- **BLOQUE DE TEXTO**
El amor androide va de revelación en descubrimiento, como de sorpresa en asombro, la revelación de que el hombre perfecto sólo puede ser un robot, la revelación muy posterior de que la Anfitriona gentil también lo es, la revelación ilusionista de que los alegres y bailoteantes clientes del antro son inmateriales hologramas penetrables y el único ente material viene a ser el buen Tom tratado como mecanismo, la revelación inapelable de la finitud del padre extraviado que reaparece ensangrentado, la revelación que el salvador providencial de la fiesta sólo puede ser el androide prefabricado para ello, la revelación esperanzada/desesperanzada de que anciano doctor en jefe Stober (Jürgen Tarrach) ha encontrado la inasequible felicidad con una androide diseñada para él, la revelación ineluctable de que todo toma un camino distinto de lo esperado porque el verdadero relato corre por debajo de la anécdota: de revelación en desengaño, hasta un final pesimista, pero amargamente abierto a la incertidumbre de las posibilidades de lo imaginario.

[Filas del conjunto de datos sobre dónde aparecen objetos]
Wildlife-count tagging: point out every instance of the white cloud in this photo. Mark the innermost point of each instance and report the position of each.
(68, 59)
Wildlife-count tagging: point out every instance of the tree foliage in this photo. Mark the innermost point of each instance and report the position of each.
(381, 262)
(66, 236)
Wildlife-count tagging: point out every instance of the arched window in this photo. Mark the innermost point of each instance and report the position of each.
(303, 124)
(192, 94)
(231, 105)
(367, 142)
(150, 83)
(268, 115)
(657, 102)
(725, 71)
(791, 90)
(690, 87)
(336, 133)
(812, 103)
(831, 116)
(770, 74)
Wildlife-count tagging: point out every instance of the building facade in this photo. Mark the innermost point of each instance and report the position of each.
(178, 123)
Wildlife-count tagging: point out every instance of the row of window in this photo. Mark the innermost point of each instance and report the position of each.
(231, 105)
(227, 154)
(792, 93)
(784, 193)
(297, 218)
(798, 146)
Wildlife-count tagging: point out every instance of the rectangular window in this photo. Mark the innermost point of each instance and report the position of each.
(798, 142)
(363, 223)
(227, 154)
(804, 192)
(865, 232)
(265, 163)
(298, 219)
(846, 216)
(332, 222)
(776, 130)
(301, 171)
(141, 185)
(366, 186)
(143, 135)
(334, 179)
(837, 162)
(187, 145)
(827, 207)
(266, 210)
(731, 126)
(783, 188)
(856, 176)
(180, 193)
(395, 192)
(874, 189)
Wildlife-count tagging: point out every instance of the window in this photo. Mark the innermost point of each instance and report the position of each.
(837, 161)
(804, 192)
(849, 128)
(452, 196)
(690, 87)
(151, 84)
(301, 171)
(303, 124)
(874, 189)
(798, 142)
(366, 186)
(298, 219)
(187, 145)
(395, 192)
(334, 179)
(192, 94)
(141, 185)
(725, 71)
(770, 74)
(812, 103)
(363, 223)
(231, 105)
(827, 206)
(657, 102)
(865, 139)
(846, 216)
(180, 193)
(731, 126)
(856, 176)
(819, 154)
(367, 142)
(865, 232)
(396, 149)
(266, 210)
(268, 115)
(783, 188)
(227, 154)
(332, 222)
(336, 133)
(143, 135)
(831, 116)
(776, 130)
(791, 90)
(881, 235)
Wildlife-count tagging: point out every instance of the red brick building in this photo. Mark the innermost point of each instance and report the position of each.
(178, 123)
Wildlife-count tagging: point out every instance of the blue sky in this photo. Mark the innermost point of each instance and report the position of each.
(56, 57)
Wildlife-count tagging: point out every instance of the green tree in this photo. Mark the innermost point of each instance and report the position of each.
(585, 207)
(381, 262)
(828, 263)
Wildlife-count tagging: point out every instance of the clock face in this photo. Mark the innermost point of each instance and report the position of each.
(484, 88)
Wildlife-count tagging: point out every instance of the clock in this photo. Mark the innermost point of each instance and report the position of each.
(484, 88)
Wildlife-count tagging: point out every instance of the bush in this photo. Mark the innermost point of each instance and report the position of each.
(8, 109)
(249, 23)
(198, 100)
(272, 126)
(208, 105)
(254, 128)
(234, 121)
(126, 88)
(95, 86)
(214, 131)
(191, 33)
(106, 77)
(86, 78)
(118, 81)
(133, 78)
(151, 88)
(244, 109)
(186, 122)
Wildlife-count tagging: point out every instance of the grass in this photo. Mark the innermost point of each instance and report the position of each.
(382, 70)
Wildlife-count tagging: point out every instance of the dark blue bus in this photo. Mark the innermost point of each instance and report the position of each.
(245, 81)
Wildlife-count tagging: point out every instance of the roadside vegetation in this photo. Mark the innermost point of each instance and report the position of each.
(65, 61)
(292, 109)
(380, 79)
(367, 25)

- **CONSIGNAS**
• A. Reproduce completo y sin ningún cambio el fragmento sobre el amor androide.
• B. Escala todas las filas del conjunto de datos desde la que contiene "Wildlife-count tagging: point out every instance of the roadside" hasta la última, ambas incluidas. Escríbelas de nuevo con su texto completo y multiplica por 2,5 cada coordenada de los puntos, redondeando a enteros y las mitades hacia arriba.

- **RESPUESTAS POR TAREA**
• A.
El amor androide va de revelación en descubrimiento, como de sorpresa en asombro, la revelación de que el hombre perfecto sólo puede ser un robot, la revelación muy posterior de que la Anfitriona gentil también lo es, la revelación ilusionista de que los alegres y bailoteantes clientes del antro son inmateriales hologramas penetrables y el único ente material viene a ser el buen Tom tratado como mecanismo, la revelación inapelable de la finitud del padre extraviado que reaparece ensangrentado, la revelación que el salvador providencial de la fiesta sólo puede ser el androide prefabricado para ello, la revelación esperanzada/desesperanzada de que anciano doctor en jefe Stober (Jürgen Tarrach) ha encontrado la inasequible felicidad con una androide diseñada para él, la revelación ineluctable de que todo toma un camino distinto de lo esperado porque el verdadero relato corre por debajo de la anécdota: de revelación en desengaño, hasta un final pesimista, pero amargamente abierto a la incertidumbre de las posibilidades de lo imaginario.

• B.
Wildlife-count tagging: point out every instance of the roadside vegetation in this photo. Mark the innermost point of each instance and report the position of each.
(163, 153)
(730, 273)
(950, 198)
(918, 63)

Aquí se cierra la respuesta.